# [Excerpt to read]
In the middle of my search, my cousin sent me an e-mail… nothing to do with my mom; I sent her an IM with my response…. we started chatting. The topic of my cousin, the one who was upset at the name of my blog (among other things) came up…… I started to feel those feelings again…. just hurt, resentment, frustration and anger….. the usual suspects. I recently sent her an e-mail congratulating her on some news and we e-mailed back and forth for a bit…. nothing more….. yes, this could be called progress, but I think it’s unlikely. I know that our relationship will likely never be repaired, something about the whole ordeal bothers me….. it’s like this itch. This annoying itch that’s turning into an oozing sore.

And then the stories pop into my head.

A little background………………. my cousin and her brother scolded me publicly on Facebook in front of other friends and family (I had posted pictures of my mom and titled the album, “My Demented Mom”)… Take that down. This is not a joke, wrote my cousin

Really? I thought this whole situation was rather comical……..

Thank you, wrote his sister.

I retorted, calling her passive aggressive……………… the retorts escalated and went back and forth from there………….. At the end of the day, things could have been handled better by both sides……. still, I can’t shake that virtual dialogue.

I suppose because I wonder what my mother’s family thinks of me………………… My Demented Mom is lost in translation……………. despite translations.

Or, maybe what’s really getting my panties in a severe twist is this…………….. do they care about me as much as they care about my cousins?

Would they, or do they, defend me?

Where do I fall on the family totem pole?

# [Stored data]
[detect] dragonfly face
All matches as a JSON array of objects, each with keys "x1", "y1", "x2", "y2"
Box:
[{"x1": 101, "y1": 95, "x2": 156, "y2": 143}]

# [Try it]
Reproduce word for word the passage in the post about the family Facebook dispute, starting at "I retorted, calling" and ending at "that virtual dialogue.".

# [Solution]
I retorted, calling her passive aggressive……………… the retorts escalated and went back and forth from there………….. At the end of the day, things could have been handled better by both sides……. still, I can’t shake that virtual dialogue.